[What you have to do] Write out the records again, exactly, leaving none out.

[Collected data entries]

╭──

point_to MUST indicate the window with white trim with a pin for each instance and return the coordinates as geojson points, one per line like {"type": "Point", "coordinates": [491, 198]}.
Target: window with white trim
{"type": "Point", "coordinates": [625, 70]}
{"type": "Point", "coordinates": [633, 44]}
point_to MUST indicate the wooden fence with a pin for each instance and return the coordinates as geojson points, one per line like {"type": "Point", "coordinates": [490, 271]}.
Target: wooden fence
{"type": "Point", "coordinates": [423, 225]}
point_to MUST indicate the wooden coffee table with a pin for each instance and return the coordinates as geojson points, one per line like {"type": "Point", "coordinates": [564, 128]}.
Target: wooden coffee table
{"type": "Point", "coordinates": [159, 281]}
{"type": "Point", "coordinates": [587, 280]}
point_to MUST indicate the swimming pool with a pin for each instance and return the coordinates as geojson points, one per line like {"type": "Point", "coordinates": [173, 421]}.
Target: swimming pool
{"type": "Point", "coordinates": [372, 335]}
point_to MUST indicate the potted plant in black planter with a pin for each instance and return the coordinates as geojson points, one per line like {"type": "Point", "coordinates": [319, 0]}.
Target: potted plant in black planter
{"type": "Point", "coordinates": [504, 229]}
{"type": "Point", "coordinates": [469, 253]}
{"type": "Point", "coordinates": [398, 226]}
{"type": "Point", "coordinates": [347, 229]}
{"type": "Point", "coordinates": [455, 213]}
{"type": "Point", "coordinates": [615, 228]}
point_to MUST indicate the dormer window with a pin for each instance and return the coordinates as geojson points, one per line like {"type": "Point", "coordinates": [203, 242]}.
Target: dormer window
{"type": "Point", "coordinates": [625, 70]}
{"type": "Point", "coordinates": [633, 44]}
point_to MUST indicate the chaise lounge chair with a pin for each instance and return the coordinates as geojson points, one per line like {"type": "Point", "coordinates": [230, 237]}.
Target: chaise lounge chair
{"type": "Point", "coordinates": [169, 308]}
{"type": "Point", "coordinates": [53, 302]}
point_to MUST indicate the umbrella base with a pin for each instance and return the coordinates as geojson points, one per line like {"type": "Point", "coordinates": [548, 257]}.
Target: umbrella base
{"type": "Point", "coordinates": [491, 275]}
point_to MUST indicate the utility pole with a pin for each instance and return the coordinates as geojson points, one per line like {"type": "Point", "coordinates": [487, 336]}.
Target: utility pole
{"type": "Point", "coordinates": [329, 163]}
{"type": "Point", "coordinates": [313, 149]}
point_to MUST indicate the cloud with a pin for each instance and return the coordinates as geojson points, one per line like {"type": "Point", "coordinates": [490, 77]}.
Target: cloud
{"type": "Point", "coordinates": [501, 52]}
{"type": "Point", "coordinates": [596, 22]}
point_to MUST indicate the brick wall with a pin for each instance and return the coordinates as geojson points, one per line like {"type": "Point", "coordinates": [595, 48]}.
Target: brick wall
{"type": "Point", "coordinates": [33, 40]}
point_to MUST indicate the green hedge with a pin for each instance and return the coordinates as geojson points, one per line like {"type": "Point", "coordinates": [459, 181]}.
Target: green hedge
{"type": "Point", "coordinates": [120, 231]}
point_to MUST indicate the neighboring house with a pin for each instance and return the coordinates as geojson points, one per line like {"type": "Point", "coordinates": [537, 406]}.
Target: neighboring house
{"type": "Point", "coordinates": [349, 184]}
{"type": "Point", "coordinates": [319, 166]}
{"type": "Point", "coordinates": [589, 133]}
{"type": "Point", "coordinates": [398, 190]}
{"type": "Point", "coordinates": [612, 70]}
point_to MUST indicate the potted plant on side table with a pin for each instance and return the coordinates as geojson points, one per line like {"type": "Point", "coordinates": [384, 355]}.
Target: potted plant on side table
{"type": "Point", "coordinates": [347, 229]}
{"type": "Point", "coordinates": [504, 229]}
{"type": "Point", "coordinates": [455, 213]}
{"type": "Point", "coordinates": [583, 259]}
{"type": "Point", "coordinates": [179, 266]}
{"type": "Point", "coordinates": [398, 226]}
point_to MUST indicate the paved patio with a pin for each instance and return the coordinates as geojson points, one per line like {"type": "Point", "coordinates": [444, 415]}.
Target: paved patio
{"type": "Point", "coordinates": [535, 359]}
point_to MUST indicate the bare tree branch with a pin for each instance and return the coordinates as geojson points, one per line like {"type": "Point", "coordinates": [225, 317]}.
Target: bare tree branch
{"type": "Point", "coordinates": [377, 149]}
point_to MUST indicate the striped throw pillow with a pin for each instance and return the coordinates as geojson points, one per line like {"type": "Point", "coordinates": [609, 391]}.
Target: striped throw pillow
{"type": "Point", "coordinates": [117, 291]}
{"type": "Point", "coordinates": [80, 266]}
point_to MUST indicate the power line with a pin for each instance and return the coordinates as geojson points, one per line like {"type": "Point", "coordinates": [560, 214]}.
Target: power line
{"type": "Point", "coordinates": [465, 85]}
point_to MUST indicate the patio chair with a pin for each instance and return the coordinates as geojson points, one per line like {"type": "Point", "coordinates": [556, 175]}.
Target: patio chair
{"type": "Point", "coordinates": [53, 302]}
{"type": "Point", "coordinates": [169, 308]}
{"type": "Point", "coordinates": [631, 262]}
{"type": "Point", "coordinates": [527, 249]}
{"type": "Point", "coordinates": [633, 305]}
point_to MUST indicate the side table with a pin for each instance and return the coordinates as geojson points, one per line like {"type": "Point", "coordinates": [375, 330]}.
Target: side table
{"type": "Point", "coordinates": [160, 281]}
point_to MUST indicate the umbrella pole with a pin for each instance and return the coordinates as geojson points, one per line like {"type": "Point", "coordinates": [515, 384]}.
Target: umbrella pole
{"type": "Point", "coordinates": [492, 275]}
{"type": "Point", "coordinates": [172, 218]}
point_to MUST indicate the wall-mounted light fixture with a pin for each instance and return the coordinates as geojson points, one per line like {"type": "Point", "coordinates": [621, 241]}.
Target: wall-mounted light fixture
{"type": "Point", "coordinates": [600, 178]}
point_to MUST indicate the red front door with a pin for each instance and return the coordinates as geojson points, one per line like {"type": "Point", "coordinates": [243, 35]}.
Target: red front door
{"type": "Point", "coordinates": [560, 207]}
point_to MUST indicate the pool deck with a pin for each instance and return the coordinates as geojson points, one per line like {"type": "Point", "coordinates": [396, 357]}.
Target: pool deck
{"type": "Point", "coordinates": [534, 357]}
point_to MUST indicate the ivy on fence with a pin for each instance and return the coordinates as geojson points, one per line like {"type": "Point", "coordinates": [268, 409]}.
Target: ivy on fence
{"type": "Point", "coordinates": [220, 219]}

╰──

[Worked solution]
point_to MUST indicate the window with white trim with a pin for each instance and return the coordinates as geojson points, one per line like {"type": "Point", "coordinates": [491, 198]}.
Target: window with white trim
{"type": "Point", "coordinates": [625, 70]}
{"type": "Point", "coordinates": [633, 44]}
point_to MUST indicate the wooden fence with a pin for each instance and return the coordinates as geojson points, one per line like {"type": "Point", "coordinates": [490, 271]}.
Target: wooden fence
{"type": "Point", "coordinates": [423, 225]}
point_to MUST indicate the wooden coffee table with a pin for each instance and return the coordinates as geojson points, one per line like {"type": "Point", "coordinates": [564, 128]}.
Target: wooden coffee table
{"type": "Point", "coordinates": [159, 281]}
{"type": "Point", "coordinates": [587, 280]}
point_to MUST indicate the swimming pool with a pin for each instance and return the coordinates as geojson points, one per line like {"type": "Point", "coordinates": [173, 421]}.
Target: swimming pool
{"type": "Point", "coordinates": [372, 335]}
point_to MUST indicate the potted plant in black planter with a pin for each instance and return the coordinates as geojson points, one per line like {"type": "Point", "coordinates": [319, 0]}.
Target: potted plant in black planter
{"type": "Point", "coordinates": [504, 229]}
{"type": "Point", "coordinates": [469, 253]}
{"type": "Point", "coordinates": [398, 226]}
{"type": "Point", "coordinates": [347, 229]}
{"type": "Point", "coordinates": [455, 213]}
{"type": "Point", "coordinates": [615, 228]}
point_to MUST indicate the dormer window with a pin for each instance and return the coordinates as geojson points, one per line like {"type": "Point", "coordinates": [203, 242]}.
Target: dormer window
{"type": "Point", "coordinates": [625, 70]}
{"type": "Point", "coordinates": [633, 44]}
point_to MUST indicate the chaise lounge chair with a pin for each instance and return the coordinates as geojson points, one per line like {"type": "Point", "coordinates": [230, 237]}.
Target: chaise lounge chair
{"type": "Point", "coordinates": [169, 308]}
{"type": "Point", "coordinates": [53, 302]}
point_to MUST indicate the umbrella base with a pin for each instance and return the coordinates as geojson points, one per line like {"type": "Point", "coordinates": [548, 257]}.
Target: umbrella base
{"type": "Point", "coordinates": [491, 275]}
point_to MUST indicate the utility pole with a pin for each instance and return the coordinates as geojson points, one per line like {"type": "Point", "coordinates": [487, 336]}.
Target: utility pole
{"type": "Point", "coordinates": [329, 163]}
{"type": "Point", "coordinates": [313, 149]}
point_to MUST indicate the cloud with a pin for each instance and return the coordinates as geojson points, one per line like {"type": "Point", "coordinates": [490, 77]}.
Target: cloud
{"type": "Point", "coordinates": [501, 52]}
{"type": "Point", "coordinates": [596, 22]}
point_to MUST indicate the brick wall with a pin for each instance and return the coordinates as geojson points, one per line like {"type": "Point", "coordinates": [595, 48]}.
Target: brick wall
{"type": "Point", "coordinates": [33, 40]}
point_to MUST indicate the green hedge with a pin for each instance and return the coordinates as geojson points, one per line like {"type": "Point", "coordinates": [459, 181]}.
Target: green hedge
{"type": "Point", "coordinates": [120, 231]}
point_to MUST indicate the neighboring house with a pin for each instance and return the coordinates as geojson points, one per line like {"type": "Point", "coordinates": [537, 406]}.
Target: neighboring house
{"type": "Point", "coordinates": [349, 184]}
{"type": "Point", "coordinates": [319, 166]}
{"type": "Point", "coordinates": [589, 133]}
{"type": "Point", "coordinates": [398, 190]}
{"type": "Point", "coordinates": [612, 70]}
point_to MUST indicate the potted plant on side table with a pin for each instance and return the coordinates as geojson points, one per line like {"type": "Point", "coordinates": [384, 355]}.
Target: potted plant on side table
{"type": "Point", "coordinates": [347, 229]}
{"type": "Point", "coordinates": [504, 229]}
{"type": "Point", "coordinates": [455, 213]}
{"type": "Point", "coordinates": [583, 259]}
{"type": "Point", "coordinates": [179, 266]}
{"type": "Point", "coordinates": [398, 226]}
point_to MUST indicate the paved patio with a pin for each instance and return the coordinates as geojson points, one per line like {"type": "Point", "coordinates": [444, 415]}.
Target: paved patio
{"type": "Point", "coordinates": [535, 359]}
point_to MUST indicate the bare tree branch with a pin for each instance and return the coordinates as geojson points, one per line like {"type": "Point", "coordinates": [225, 317]}.
Target: bare tree branch
{"type": "Point", "coordinates": [377, 149]}
point_to MUST indicate the striped throw pillow with a pin for each instance and return the coordinates as geojson points, one per line like {"type": "Point", "coordinates": [609, 391]}.
Target: striped throw pillow
{"type": "Point", "coordinates": [117, 291]}
{"type": "Point", "coordinates": [80, 266]}
point_to MUST indicate the power line with a pin for each instance and return the coordinates as geojson points, one per line like {"type": "Point", "coordinates": [560, 214]}.
Target: power line
{"type": "Point", "coordinates": [465, 85]}
point_to MUST indicate the patio chair with a pin for each instance and return the coordinates as geojson points, one per line like {"type": "Point", "coordinates": [556, 175]}.
Target: patio chair
{"type": "Point", "coordinates": [53, 302]}
{"type": "Point", "coordinates": [169, 308]}
{"type": "Point", "coordinates": [631, 262]}
{"type": "Point", "coordinates": [527, 249]}
{"type": "Point", "coordinates": [633, 305]}
point_to MUST indicate the side table with a pin for each instance and return the coordinates as geojson points, one per line like {"type": "Point", "coordinates": [375, 330]}.
Target: side table
{"type": "Point", "coordinates": [160, 281]}
point_to MUST indicate the umbrella pole with a pin for each instance and return the coordinates as geojson points, one per line like {"type": "Point", "coordinates": [515, 384]}.
Target: umbrella pole
{"type": "Point", "coordinates": [492, 275]}
{"type": "Point", "coordinates": [172, 218]}
point_to MUST indicate the wall-mounted light fixture with a pin for each instance and return the coordinates as geojson points, one per line like {"type": "Point", "coordinates": [621, 241]}.
Target: wall-mounted light fixture
{"type": "Point", "coordinates": [600, 178]}
point_to MUST indicate the red front door with a pin for each instance and return the coordinates as geojson points, one per line like {"type": "Point", "coordinates": [243, 35]}.
Target: red front door
{"type": "Point", "coordinates": [560, 207]}
point_to MUST indicate the pool deck with a pin for each instance and return the coordinates as geojson points, one per line like {"type": "Point", "coordinates": [396, 357]}.
Target: pool deck
{"type": "Point", "coordinates": [534, 357]}
point_to MUST indicate the ivy on fence with a pin for each instance and return the coordinates as geojson points, one per line like {"type": "Point", "coordinates": [268, 409]}.
Target: ivy on fence
{"type": "Point", "coordinates": [220, 219]}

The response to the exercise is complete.